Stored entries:
+ + + +

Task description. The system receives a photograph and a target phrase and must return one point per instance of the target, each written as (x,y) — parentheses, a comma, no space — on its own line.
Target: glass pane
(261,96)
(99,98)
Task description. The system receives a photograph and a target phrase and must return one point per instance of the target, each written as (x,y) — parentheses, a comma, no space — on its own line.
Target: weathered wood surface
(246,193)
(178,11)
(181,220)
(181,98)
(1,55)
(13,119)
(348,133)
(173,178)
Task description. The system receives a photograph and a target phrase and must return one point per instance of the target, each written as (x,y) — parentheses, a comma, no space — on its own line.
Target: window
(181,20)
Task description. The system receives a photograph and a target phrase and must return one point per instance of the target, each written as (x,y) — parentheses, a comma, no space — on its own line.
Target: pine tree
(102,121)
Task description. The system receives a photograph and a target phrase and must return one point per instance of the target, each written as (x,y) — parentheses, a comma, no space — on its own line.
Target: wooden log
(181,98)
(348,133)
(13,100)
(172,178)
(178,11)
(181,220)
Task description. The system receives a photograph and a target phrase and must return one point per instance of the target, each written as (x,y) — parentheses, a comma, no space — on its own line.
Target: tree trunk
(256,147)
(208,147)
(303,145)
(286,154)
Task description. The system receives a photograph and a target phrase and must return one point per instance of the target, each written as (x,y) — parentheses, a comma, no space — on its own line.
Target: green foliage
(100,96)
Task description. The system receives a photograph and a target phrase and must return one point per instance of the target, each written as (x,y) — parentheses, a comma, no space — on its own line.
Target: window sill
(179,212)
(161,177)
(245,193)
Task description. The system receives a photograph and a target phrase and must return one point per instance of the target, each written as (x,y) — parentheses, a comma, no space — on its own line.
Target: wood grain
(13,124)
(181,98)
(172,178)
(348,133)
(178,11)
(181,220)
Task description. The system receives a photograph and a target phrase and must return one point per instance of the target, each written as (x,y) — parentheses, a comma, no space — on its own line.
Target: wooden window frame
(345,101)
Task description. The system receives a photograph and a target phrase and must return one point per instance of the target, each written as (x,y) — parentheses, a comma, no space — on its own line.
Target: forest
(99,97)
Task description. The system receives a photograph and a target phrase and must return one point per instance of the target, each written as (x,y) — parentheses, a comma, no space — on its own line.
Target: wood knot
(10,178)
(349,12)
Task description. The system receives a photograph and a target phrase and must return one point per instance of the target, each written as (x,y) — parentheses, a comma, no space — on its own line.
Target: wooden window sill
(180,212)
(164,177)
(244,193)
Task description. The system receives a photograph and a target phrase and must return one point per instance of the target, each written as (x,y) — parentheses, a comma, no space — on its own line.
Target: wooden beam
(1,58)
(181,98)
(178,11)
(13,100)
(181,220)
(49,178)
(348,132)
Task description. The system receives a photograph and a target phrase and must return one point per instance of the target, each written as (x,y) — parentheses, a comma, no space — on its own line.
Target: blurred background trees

+ + + +

Print exactly the lines that run from the line containing "Target: wood grain" to the end of the data, both ends included.

◆ Worked solution
Target: wood grain
(13,124)
(181,98)
(172,178)
(348,133)
(178,11)
(181,220)
Task description. The system receives a photograph and a target phrase and must return one point per instance of the target, each written as (x,y) — parentheses, a comma, no space — on its own line.
Target: wooden window frame
(345,101)
Task description. The system receives a photograph and a target phrase and must return one point per instance of the target, each written as (x,y) — parentheses, a comma, no space — on its own line.
Target: forest
(99,97)
Task description. The system receives a photograph and a target phrase and must return one point per instance of the target, each written as (x,y) — parentheses, a comma, no space — on its own line.
Target: wood knot
(10,178)
(349,12)
Task description. The system receives a photograph and a target phrase and must return one point per instance of the target, each written as (x,y) — parentheses, a comma, no space — on its own line.
Target: wooden window sill
(180,212)
(164,177)
(244,193)
Task description. The system receives a photograph and a target phrase and must return one point per instance of the target, each written as (x,y) — parentheses, a comma, no space — on its own line.
Target: wooden beam
(1,58)
(181,98)
(178,11)
(13,100)
(181,220)
(49,178)
(348,132)
Task description. The system receives a photograph and a target phrase and must return one point per instance of the target, each written as (x,y) — parentheses, a comma, no space — on its own line.
Target: blurred background trees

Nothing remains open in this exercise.